[TRAVAIL DEMANDÉ]
Mettez à jour l'article sur le burn-out en remplaçant « économique » par « financière ». Réécrivez ensuite le passage qui va de « Benoît Hamon, l’ex-ministre, député » jusqu'à « l’hémicycle de l’Assemblée. » inclus.
**** TEXTE À ANALYSER
Hamon : le burn-out devrait être une maladie professionnelle

Benoît Hamon, l’ex-ministre, député PS des Yvelines souhaite que le burn-out reconnu comme maladie professionnelle. C’est « une exigence naturelle » au plan politique et « une nécessité économique » estime-t-il. Hamon a de ce fait ajouté des amendements au projet de la loi concernant le dialogue social qui est examiné dans l’hémicycle de l’Assemblée.

« Les salariés sont principalement jugés à l’aune de leur contribution à la performance globale. Cela touche les cadres, mais par ruissellement, tous les salariés sont concernés. Ces nouvelles conditions de travail épuisent et parfois broient des milliers de salariés » explique l’ex-ministre lors d’un entretien au quotidien Libération.

Le fait de « reconnaître la cause professionnelle du burn-out, c’est obliger les entreprises à payer pour les dégâts qu’elles engendrent sur la santé des salariés » et « le coût sera dissuasif » ajoute-t-il.

L’un des amendements a pour cible les « affections psychiques » qui devront être intégrées dans un programme de traitement particulier afin de les considérer comme d’origine professionnelle.

Un autre amendement rejoint l’idée de Marie-Françoise Bechtel qui a déjà proposé une telle idée en décembre 2014. Et un troisième amendement établi avec l’ensemble du groupe PS serait une demande au gouvernement d’émettre un simple rapport « sur l’intégration des affections psychiques dans le tableau des maladies professionnelles ».

Hamon considère que l’ensemble du projet de loi du ministre du Travail François Rebsamen offre « des progrès sur la généralisation du dialogue social notamment » dans les très petites entreprises. Il estime que « c’est le premier véritable texte du gouvernement sur le travail, un sujet peu traité jusqu’alors, sauf par le ministre de l’Économie »

Pour lui, « il faut simplifier (les règles, NDLR) sans rendre plus vulnérables les salariés » alors qu’ « il est dans l’air du temps de rendre la protection des employés responsable du chômage ».
********
**** DONNÉES FOURNIES
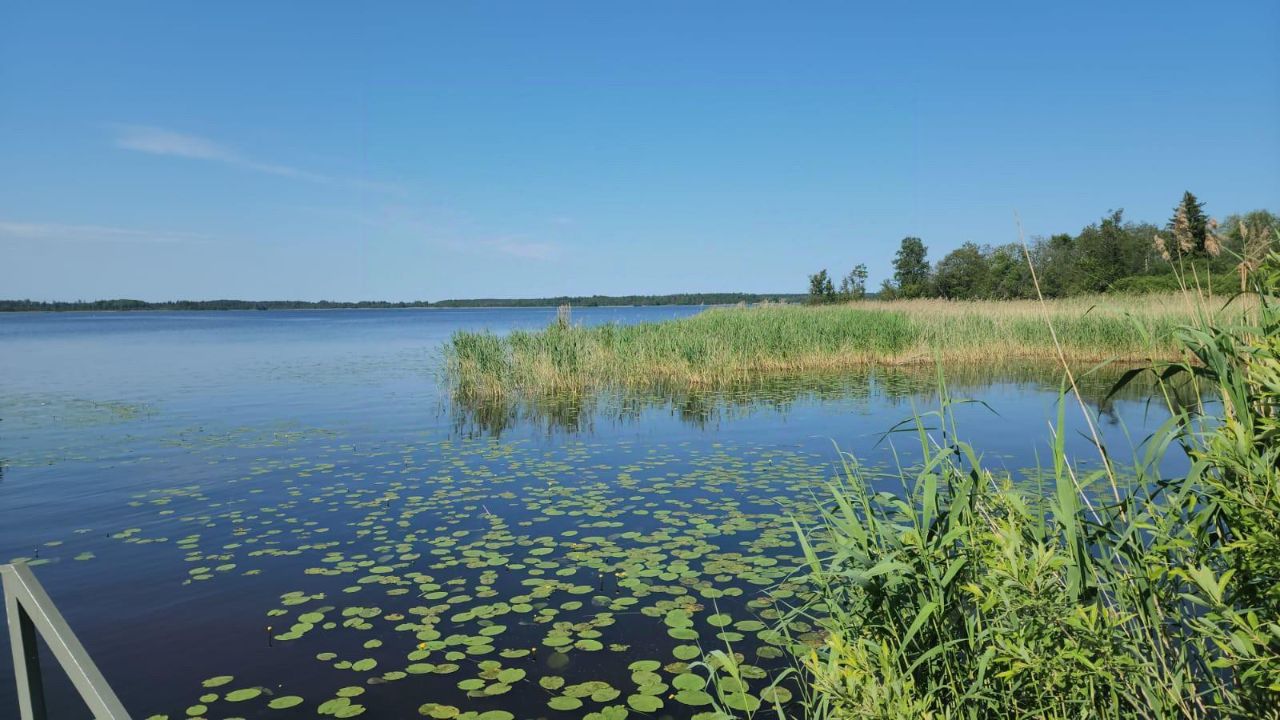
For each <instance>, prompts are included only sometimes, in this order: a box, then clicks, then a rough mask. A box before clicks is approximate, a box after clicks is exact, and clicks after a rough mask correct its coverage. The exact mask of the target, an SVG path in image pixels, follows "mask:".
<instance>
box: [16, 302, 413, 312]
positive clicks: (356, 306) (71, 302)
mask: <svg viewBox="0 0 1280 720" xmlns="http://www.w3.org/2000/svg"><path fill="white" fill-rule="evenodd" d="M426 306H428V302H426V301H417V302H384V301H380V300H362V301H358V302H330V301H328V300H320V301H317V302H307V301H303V300H172V301H169V302H145V301H142V300H92V301H74V302H40V301H36V300H0V313H18V311H33V310H35V311H52V313H63V311H74V310H99V311H115V310H333V309H366V307H426Z"/></svg>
********
[SOLUTION PROPOSÉE]
Benoît Hamon, l’ex-ministre, député PS des Yvelines souhaite que le burn-out reconnu comme maladie professionnelle. C’est « une exigence naturelle » au plan politique et « une nécessité financière » estime-t-il. Hamon a de ce fait ajouté des amendements au projet de la loi concernant le dialogue social qui est examiné dans l’hémicycle de l’Assemblée.